*Instructions to follow*: Please put the part of the records below that opens with the line containing "locate dried cranberry" and closes with the line containing "(1144, 477)" into a Markdown table with the columns Row and Text, one numbered row per line, skipping blank lines and leaving the pictures out.

*Supplied data*:

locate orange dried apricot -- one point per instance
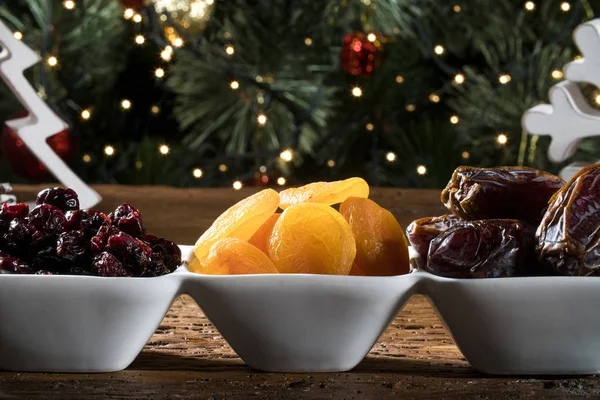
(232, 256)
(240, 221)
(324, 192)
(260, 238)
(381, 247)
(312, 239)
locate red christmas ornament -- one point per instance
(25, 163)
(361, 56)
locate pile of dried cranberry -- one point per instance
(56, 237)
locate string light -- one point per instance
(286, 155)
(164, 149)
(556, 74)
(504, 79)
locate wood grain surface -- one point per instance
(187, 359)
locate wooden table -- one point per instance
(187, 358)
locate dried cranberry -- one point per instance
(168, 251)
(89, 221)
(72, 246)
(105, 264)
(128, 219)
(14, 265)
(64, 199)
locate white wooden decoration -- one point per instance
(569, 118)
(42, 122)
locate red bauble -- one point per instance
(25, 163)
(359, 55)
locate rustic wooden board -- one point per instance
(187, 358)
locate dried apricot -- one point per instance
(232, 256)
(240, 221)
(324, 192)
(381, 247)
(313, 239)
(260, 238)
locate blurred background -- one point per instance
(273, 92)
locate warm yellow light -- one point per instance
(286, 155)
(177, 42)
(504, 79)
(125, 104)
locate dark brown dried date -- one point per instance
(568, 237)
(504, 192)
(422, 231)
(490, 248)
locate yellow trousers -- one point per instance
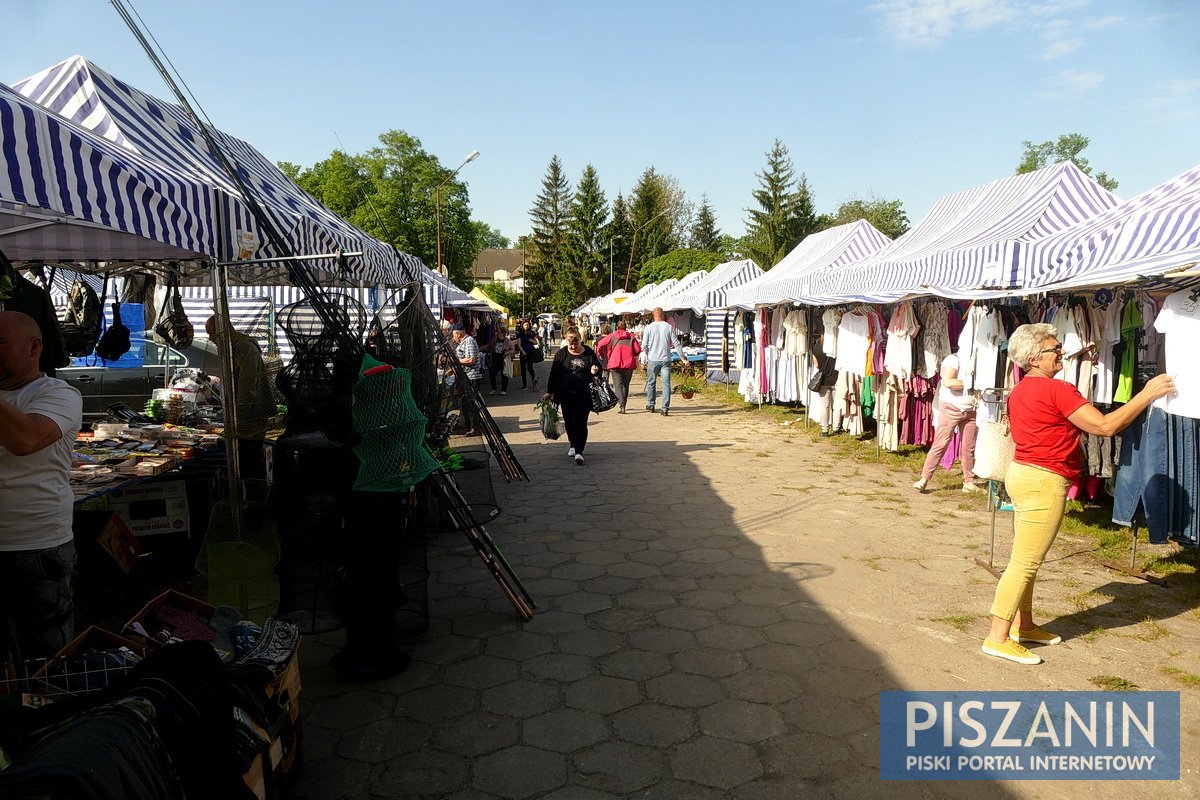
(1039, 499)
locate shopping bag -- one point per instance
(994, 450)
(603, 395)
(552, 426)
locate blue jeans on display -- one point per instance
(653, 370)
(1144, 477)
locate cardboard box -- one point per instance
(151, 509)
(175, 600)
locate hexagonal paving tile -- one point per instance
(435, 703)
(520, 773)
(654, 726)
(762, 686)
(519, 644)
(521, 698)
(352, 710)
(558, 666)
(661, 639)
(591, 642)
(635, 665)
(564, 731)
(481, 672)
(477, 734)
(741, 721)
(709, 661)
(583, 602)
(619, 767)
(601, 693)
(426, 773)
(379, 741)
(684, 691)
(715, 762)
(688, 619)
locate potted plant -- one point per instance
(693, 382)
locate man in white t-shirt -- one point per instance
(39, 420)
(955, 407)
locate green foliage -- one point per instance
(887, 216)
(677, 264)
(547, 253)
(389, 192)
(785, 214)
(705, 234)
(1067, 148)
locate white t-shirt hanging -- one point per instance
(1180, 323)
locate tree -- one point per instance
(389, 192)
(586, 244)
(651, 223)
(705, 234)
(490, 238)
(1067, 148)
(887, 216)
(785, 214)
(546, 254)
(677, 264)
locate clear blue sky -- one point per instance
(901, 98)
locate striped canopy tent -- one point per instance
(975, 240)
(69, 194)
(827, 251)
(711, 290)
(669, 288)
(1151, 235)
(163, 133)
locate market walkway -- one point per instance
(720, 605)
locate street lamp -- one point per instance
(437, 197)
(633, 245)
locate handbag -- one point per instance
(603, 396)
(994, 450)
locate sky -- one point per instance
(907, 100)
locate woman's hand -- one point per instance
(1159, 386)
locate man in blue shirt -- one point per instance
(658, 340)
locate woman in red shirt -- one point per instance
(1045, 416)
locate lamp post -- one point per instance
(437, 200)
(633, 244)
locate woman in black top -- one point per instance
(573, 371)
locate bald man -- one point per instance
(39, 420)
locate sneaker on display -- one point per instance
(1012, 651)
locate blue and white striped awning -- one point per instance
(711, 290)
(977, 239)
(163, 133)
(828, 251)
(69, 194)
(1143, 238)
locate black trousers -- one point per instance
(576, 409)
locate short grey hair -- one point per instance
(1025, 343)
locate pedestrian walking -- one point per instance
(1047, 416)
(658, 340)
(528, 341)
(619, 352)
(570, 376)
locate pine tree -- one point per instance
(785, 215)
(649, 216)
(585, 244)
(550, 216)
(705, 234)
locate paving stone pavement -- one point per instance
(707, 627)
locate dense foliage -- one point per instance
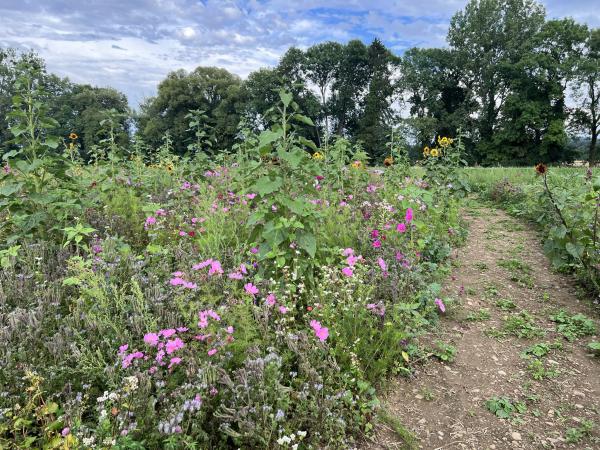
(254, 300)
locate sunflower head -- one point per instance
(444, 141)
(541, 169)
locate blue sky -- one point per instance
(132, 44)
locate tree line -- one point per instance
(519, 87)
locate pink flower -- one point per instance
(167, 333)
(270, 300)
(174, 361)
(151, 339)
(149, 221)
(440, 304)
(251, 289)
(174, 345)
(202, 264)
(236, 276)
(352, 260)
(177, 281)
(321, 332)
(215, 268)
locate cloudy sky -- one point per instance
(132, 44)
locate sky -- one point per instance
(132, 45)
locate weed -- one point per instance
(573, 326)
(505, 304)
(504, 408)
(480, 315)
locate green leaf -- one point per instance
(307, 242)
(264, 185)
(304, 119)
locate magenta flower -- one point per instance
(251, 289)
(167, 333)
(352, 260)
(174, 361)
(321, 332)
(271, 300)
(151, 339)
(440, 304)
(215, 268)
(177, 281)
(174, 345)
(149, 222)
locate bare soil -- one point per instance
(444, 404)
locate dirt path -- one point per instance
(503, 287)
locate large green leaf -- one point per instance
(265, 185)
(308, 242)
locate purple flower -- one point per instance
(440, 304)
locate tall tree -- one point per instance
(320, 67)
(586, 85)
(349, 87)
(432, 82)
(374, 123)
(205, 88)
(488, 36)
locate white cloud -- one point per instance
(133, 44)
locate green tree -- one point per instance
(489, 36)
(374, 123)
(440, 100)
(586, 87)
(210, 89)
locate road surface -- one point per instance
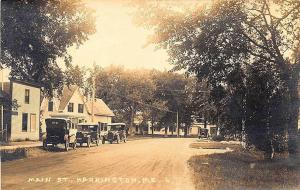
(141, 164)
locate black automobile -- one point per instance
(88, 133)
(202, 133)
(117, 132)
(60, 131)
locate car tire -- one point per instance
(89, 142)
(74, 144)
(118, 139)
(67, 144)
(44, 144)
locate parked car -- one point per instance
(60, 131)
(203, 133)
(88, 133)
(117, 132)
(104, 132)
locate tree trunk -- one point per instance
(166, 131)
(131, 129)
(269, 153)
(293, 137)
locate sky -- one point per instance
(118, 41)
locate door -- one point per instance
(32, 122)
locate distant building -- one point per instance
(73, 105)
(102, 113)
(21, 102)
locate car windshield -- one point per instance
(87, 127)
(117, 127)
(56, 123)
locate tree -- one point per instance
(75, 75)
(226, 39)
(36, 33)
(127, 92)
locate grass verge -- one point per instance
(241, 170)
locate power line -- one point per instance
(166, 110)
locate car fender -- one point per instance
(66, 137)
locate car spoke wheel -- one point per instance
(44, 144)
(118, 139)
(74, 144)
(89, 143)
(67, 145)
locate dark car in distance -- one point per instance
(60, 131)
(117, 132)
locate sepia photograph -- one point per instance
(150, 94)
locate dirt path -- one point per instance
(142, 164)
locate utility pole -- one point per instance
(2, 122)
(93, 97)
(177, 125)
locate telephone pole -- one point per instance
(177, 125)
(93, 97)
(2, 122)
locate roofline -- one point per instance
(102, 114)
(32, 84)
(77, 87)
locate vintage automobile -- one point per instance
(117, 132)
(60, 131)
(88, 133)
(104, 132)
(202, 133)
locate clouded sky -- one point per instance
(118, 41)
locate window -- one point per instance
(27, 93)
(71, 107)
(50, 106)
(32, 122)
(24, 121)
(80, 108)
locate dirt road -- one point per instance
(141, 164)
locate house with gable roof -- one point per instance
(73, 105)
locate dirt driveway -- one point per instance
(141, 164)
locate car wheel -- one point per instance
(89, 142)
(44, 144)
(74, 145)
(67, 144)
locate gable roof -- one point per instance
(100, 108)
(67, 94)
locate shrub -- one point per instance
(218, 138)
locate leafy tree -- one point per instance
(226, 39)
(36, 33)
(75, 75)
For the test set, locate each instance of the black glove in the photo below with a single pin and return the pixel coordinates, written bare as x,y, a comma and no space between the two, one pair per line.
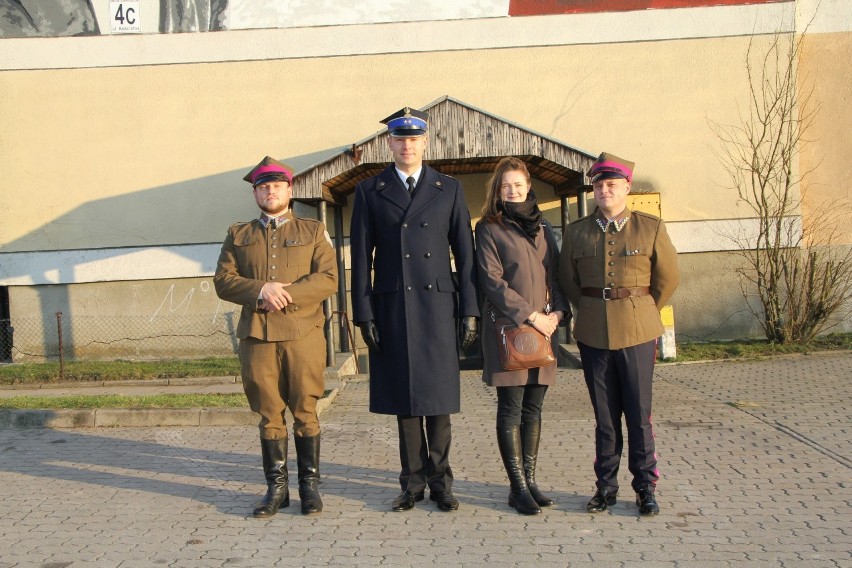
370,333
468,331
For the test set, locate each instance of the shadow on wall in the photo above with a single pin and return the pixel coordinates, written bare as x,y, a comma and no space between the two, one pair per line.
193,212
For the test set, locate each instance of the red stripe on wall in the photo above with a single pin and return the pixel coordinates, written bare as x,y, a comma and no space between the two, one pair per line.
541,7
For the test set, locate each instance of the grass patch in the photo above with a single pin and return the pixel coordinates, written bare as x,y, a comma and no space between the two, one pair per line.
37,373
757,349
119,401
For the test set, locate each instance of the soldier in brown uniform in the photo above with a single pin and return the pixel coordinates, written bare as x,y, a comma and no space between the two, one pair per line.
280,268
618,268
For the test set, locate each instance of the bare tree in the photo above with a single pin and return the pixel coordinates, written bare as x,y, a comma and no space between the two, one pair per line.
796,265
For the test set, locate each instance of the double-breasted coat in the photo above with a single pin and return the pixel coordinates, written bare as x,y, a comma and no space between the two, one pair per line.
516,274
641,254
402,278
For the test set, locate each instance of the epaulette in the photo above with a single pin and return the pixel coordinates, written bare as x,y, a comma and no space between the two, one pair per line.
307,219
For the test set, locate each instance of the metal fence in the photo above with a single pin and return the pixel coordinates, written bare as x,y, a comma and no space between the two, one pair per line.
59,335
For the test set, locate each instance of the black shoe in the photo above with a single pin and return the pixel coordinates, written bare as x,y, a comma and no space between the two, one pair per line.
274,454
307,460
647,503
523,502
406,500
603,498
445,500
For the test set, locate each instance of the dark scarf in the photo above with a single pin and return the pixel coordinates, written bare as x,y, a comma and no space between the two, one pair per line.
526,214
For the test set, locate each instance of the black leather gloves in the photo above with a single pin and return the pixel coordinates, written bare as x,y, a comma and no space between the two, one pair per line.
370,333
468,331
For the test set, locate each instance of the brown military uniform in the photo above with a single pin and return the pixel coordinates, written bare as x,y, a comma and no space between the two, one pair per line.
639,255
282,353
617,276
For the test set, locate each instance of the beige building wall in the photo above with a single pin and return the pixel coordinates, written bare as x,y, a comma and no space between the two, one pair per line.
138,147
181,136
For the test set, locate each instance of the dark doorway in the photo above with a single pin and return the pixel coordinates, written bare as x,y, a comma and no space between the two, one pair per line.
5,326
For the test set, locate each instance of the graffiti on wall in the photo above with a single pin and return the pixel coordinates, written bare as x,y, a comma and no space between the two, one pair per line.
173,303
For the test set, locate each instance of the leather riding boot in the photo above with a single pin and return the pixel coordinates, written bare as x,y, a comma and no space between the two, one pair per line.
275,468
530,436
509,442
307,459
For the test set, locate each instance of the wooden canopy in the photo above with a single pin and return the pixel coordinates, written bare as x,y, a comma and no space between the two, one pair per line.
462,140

*Output for this task*:
| Row | Text |
|---|---|
| 1 | locate dried cranberry -- one point per instance |
| 2 | (168, 251) |
| 3 | (89, 221) |
| 4 | (72, 246) |
| 5 | (105, 264) |
| 6 | (128, 219) |
| 7 | (14, 265) |
| 8 | (64, 199) |
| 9 | locate white wooden decoration -- one point per instance |
| 10 | (569, 118) |
| 11 | (42, 122) |
| 12 | locate red bauble -- one point per instance |
| 13 | (25, 163) |
| 14 | (359, 55) |
| 15 | locate rustic wooden board -- one point per instance |
| 16 | (187, 358) |
| 17 | locate dried apricot -- one point per instance |
| 18 | (232, 256) |
| 19 | (240, 221) |
| 20 | (324, 192) |
| 21 | (381, 247) |
| 22 | (313, 239) |
| 23 | (260, 238) |
| 24 | locate blurred background -- one point per instance |
| 25 | (273, 92) |
| 26 | locate warm yellow light -- one point per instance |
| 27 | (286, 155) |
| 28 | (177, 42) |
| 29 | (504, 79) |
| 30 | (125, 104) |
| 31 | locate dark brown dried date -- one point per instance |
| 32 | (568, 237) |
| 33 | (504, 192) |
| 34 | (422, 231) |
| 35 | (490, 248) |
| 36 | locate yellow trousers -- one point per instance |
| 37 | (1039, 499) |
| 38 | locate shopping bag -- one point per instance |
| 39 | (994, 450) |
| 40 | (603, 395) |
| 41 | (552, 426) |
| 42 | locate blue jeans on display -- one point per instance |
| 43 | (653, 370) |
| 44 | (1144, 477) |